Of course that assumes your input domains are countable but it's probably okay to sample from large ranges for a certain "level" of equivalence.

EDIT: Not sure how that will work with non-determinism though.

justanotheratom•1y ago
I didn't mean generate separate TLA programs. Rather, other LLMs review and comment on whether this TLA program satisfies the user's specification.
Taikonerd•1y ago
A fair question! I'd say it's not that different from using an LLM to write regular code: who verifies that the code the LLM wrote is indeed what you meant?
fmap•1y ago
The usual way to check whether a definition is correct is to prove properties about it that you think should hold. TLA+ has good support for this, both with model checking as well as simple proofs.
frogmeister57•1y ago
It makes a lot of sense only for graphics card sales people. For everyone else with a working neuron the sole idea is utter nonsense.
max_•1y ago
Leslie Lamport said that he invented TLA+ so people could "think above the code".

It was meant as a tool for people to improve their thinking and description of systems.

### Source data
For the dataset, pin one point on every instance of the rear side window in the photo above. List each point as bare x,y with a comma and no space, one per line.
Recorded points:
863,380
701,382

### Brief
Reproduce the TLA+ comment thread in full, word for word. The listing is unrelated to the TLA+ comment thread.

### Solution to this problem
Of course that assumes your input domains are countable but it's probably okay to sample from large ranges for a certain "level" of equivalence.

EDIT: Not sure how that will work with non-determinism though.

justanotheratom•1y ago
I didn't mean generate separate TLA programs. Rather, other LLMs review and comment on whether this TLA program satisfies the user's specification.
Taikonerd•1y ago
A fair question! I'd say it's not that different from using an LLM to write regular code: who verifies that the code the LLM wrote is indeed what you meant?
fmap•1y ago
The usual way to check whether a definition is correct is to prove properties about it that you think should hold. TLA+ has good support for this, both with model checking as well as simple proofs.
frogmeister57•1y ago
It makes a lot of sense only for graphics card sales people. For everyone else with a working neuron the sole idea is utter nonsense.
max_•1y ago
Leslie Lamport said that he invented TLA+ so people could "think above the code".

It was meant as a tool for people to improve their thinking and description of systems.